(WHAT THE TASK ASKS):
Below are the records; give again exactly the lines from the one containing "target: clear pale" through the one containing "target: largest tan", leaving out pictures.

---------- DATASET EXCERPTS ----------

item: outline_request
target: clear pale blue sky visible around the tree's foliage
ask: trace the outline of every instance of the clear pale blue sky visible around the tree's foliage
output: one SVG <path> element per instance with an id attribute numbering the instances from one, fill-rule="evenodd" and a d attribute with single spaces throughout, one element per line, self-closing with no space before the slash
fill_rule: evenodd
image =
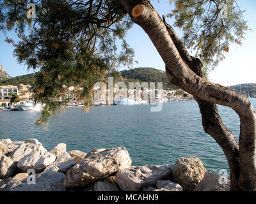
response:
<path id="1" fill-rule="evenodd" d="M 248 25 L 253 31 L 248 31 L 241 47 L 232 45 L 225 60 L 210 73 L 210 80 L 221 85 L 256 83 L 254 62 L 256 48 L 256 1 L 237 0 L 237 3 L 241 10 L 246 10 L 244 19 L 248 21 Z M 160 15 L 164 15 L 172 10 L 172 5 L 170 6 L 168 0 L 160 1 L 160 3 L 154 0 L 152 4 Z M 172 21 L 169 19 L 168 23 L 172 25 Z M 175 28 L 175 31 L 181 36 L 182 33 L 177 28 Z M 15 36 L 13 33 L 10 34 L 11 36 Z M 134 68 L 152 67 L 164 71 L 165 66 L 163 60 L 141 27 L 134 24 L 127 34 L 127 41 L 134 48 L 135 60 L 138 61 L 138 64 L 134 63 Z M 27 71 L 25 65 L 17 63 L 17 60 L 13 57 L 13 47 L 4 42 L 2 33 L 0 36 L 0 51 L 0 64 L 4 66 L 4 70 L 11 77 L 26 75 L 32 72 Z"/>

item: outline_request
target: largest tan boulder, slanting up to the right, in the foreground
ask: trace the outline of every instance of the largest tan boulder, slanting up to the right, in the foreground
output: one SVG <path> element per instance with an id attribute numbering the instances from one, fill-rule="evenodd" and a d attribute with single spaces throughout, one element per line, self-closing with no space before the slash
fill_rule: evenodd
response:
<path id="1" fill-rule="evenodd" d="M 118 170 L 129 168 L 131 163 L 129 153 L 124 147 L 93 149 L 67 172 L 63 185 L 68 188 L 83 187 Z"/>

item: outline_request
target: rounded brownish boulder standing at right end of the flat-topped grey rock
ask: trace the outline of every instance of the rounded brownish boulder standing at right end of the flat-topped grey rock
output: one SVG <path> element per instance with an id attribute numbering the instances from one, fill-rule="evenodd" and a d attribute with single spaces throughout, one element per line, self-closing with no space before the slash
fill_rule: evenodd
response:
<path id="1" fill-rule="evenodd" d="M 184 191 L 193 191 L 204 178 L 206 169 L 198 157 L 181 157 L 173 166 L 173 182 L 180 184 Z"/>

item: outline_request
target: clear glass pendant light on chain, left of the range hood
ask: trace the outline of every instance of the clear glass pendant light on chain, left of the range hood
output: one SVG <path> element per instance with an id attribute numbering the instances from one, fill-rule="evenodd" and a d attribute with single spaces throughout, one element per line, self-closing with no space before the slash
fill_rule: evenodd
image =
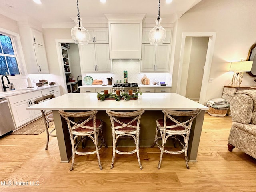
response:
<path id="1" fill-rule="evenodd" d="M 87 45 L 90 40 L 90 34 L 86 28 L 82 26 L 82 19 L 80 18 L 79 8 L 78 8 L 78 0 L 76 0 L 77 4 L 77 18 L 76 18 L 76 26 L 71 29 L 71 36 L 74 40 L 75 44 L 78 45 Z"/>

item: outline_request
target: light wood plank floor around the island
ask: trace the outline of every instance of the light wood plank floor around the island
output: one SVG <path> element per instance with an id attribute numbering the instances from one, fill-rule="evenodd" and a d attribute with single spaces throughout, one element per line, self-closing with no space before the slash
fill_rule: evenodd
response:
<path id="1" fill-rule="evenodd" d="M 40 135 L 8 135 L 0 139 L 0 192 L 234 192 L 256 191 L 256 160 L 237 148 L 229 152 L 227 139 L 231 118 L 205 114 L 198 162 L 186 168 L 184 154 L 164 154 L 157 169 L 158 148 L 140 148 L 143 169 L 136 154 L 116 155 L 110 169 L 112 147 L 100 150 L 103 170 L 96 154 L 76 156 L 61 163 L 57 139 L 51 137 L 48 150 L 45 132 Z M 10 182 L 10 185 L 4 185 Z M 18 183 L 16 183 L 18 182 Z M 29 182 L 20 186 L 20 182 Z M 34 186 L 30 185 L 33 184 Z M 38 185 L 36 185 L 38 184 Z"/>

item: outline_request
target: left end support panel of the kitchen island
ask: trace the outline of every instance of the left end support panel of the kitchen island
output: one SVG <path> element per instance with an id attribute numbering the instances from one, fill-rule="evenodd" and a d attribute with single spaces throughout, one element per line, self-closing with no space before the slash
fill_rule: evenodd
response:
<path id="1" fill-rule="evenodd" d="M 53 110 L 54 125 L 56 128 L 56 135 L 58 140 L 58 146 L 60 150 L 61 162 L 69 162 L 72 157 L 72 147 L 70 141 L 70 135 L 66 120 L 61 118 L 58 110 Z"/>

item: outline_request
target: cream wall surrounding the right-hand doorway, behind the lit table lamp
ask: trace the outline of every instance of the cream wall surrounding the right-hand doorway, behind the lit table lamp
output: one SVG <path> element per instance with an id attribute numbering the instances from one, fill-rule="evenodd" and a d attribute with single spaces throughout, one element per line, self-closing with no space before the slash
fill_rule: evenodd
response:
<path id="1" fill-rule="evenodd" d="M 216 32 L 206 101 L 222 96 L 224 85 L 232 79 L 230 62 L 246 60 L 249 48 L 256 41 L 255 0 L 202 0 L 177 22 L 172 92 L 177 90 L 182 33 Z M 174 25 L 176 26 L 176 25 Z M 242 85 L 255 85 L 253 77 L 244 74 Z"/>

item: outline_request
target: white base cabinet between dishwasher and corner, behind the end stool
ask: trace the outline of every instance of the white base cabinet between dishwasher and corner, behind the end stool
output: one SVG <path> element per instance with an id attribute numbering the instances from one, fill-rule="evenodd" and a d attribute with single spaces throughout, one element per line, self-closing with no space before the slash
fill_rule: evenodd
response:
<path id="1" fill-rule="evenodd" d="M 16 128 L 42 115 L 40 110 L 26 110 L 27 107 L 34 105 L 33 100 L 40 96 L 41 92 L 35 91 L 8 98 Z"/>

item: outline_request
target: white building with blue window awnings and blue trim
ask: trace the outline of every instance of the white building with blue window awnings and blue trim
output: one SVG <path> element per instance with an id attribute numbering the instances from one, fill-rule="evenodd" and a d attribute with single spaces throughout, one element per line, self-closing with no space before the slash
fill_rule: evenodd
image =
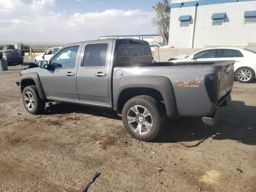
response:
<path id="1" fill-rule="evenodd" d="M 171 0 L 169 44 L 180 48 L 256 43 L 256 0 Z"/>

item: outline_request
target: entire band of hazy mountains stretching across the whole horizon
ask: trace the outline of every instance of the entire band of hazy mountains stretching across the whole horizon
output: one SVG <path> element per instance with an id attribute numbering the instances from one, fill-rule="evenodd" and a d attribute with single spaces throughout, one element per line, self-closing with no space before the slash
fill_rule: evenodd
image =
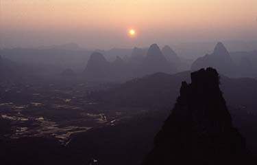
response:
<path id="1" fill-rule="evenodd" d="M 38 72 L 38 76 L 45 78 L 60 77 L 64 70 L 72 69 L 79 78 L 85 78 L 89 81 L 124 82 L 157 72 L 173 74 L 186 71 L 190 69 L 191 63 L 193 63 L 192 70 L 215 67 L 225 76 L 257 78 L 257 51 L 228 52 L 223 43 L 217 43 L 211 54 L 206 54 L 195 61 L 185 60 L 168 45 L 162 47 L 161 50 L 158 45 L 153 44 L 149 49 L 114 48 L 108 51 L 97 50 L 95 52 L 100 53 L 105 58 L 105 64 L 101 61 L 99 64 L 97 61 L 92 63 L 90 58 L 94 52 L 85 50 L 75 43 L 33 49 L 0 50 L 2 58 L 12 61 L 16 65 L 31 67 L 33 69 L 28 70 Z M 101 74 L 100 67 L 103 72 Z M 93 76 L 88 76 L 89 74 Z"/>

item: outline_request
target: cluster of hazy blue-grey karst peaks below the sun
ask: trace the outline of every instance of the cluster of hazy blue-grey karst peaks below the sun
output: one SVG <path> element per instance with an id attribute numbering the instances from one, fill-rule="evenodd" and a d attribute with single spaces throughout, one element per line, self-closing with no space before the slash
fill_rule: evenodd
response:
<path id="1" fill-rule="evenodd" d="M 175 73 L 177 69 L 173 64 L 176 61 L 171 63 L 171 60 L 175 58 L 180 61 L 180 59 L 171 48 L 165 49 L 167 57 L 162 54 L 156 44 L 151 45 L 147 52 L 135 47 L 128 61 L 117 56 L 114 62 L 109 62 L 103 54 L 94 52 L 90 56 L 84 73 L 88 80 L 99 81 L 129 80 L 133 77 L 141 77 L 156 72 Z"/>

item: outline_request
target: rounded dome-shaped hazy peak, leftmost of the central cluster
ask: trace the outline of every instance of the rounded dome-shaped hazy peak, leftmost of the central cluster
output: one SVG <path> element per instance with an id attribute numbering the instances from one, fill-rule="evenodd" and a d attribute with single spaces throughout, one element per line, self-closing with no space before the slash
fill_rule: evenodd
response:
<path id="1" fill-rule="evenodd" d="M 110 79 L 110 63 L 106 61 L 103 54 L 93 52 L 91 54 L 84 74 L 88 80 L 106 81 Z"/>

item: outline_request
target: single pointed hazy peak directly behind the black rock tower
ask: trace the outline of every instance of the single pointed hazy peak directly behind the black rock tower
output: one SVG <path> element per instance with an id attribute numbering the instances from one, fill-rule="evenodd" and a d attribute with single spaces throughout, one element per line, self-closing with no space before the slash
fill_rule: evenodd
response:
<path id="1" fill-rule="evenodd" d="M 236 66 L 234 65 L 230 53 L 223 43 L 217 43 L 212 54 L 197 58 L 192 64 L 191 69 L 197 70 L 203 67 L 215 67 L 218 72 L 226 76 L 236 75 Z"/>

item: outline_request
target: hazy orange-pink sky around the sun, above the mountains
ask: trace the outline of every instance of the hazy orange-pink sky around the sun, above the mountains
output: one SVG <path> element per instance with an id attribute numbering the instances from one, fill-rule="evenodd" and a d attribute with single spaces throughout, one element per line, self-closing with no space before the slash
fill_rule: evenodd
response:
<path id="1" fill-rule="evenodd" d="M 256 40 L 256 0 L 0 0 L 1 47 Z M 130 28 L 136 37 L 128 36 Z"/>

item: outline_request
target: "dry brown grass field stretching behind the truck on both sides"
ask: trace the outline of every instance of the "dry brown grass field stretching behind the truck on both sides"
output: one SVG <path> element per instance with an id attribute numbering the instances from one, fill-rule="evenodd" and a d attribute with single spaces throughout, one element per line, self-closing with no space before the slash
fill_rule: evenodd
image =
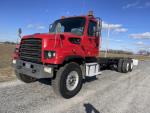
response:
<path id="1" fill-rule="evenodd" d="M 11 67 L 12 54 L 14 52 L 15 45 L 0 44 L 0 82 L 9 81 L 15 79 L 14 70 Z M 100 53 L 100 56 L 104 57 L 104 53 Z M 127 54 L 112 54 L 108 53 L 108 57 L 131 57 L 140 60 L 150 60 L 148 56 L 139 55 L 127 55 Z"/>

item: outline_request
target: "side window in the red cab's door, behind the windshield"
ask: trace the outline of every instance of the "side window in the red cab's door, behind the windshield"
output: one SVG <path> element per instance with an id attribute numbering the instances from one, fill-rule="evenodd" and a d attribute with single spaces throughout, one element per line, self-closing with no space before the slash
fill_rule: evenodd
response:
<path id="1" fill-rule="evenodd" d="M 96 22 L 90 21 L 88 27 L 88 36 L 95 36 L 94 29 L 96 29 Z"/>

----------

(ANSWER BOX):
target: clear pale blue sky visible around the tree's foliage
ask: trace the outline of every instance of the clear pale blue sky visible around the tree's foliage
output: one SVG <path> element per instance with an id attribute numbering the instances from one, fill-rule="evenodd" and a d attribute with single spaces throughout, one element per line, self-closing with no space before the slash
fill_rule: evenodd
image =
response:
<path id="1" fill-rule="evenodd" d="M 248 25 L 253 31 L 248 31 L 241 47 L 232 45 L 225 60 L 210 73 L 210 80 L 221 85 L 256 83 L 254 62 L 256 48 L 256 1 L 237 0 L 237 3 L 241 10 L 246 10 L 244 19 L 248 21 Z M 160 15 L 164 15 L 172 10 L 172 5 L 170 6 L 168 0 L 160 1 L 160 3 L 154 0 L 152 4 Z M 172 21 L 169 19 L 168 23 L 172 25 Z M 175 28 L 175 31 L 181 36 L 182 33 L 177 28 Z M 15 36 L 13 33 L 10 34 L 11 36 Z M 134 68 L 152 67 L 164 71 L 165 66 L 163 60 L 141 27 L 134 24 L 127 34 L 127 41 L 134 48 L 135 60 L 138 61 L 138 64 L 134 63 Z M 27 71 L 25 65 L 17 63 L 17 60 L 13 57 L 13 47 L 4 42 L 2 33 L 0 36 L 0 51 L 0 64 L 4 66 L 4 70 L 11 77 L 26 75 L 32 72 Z"/>

item: outline_request
target: largest tan boulder, slanting up to the right, in the foreground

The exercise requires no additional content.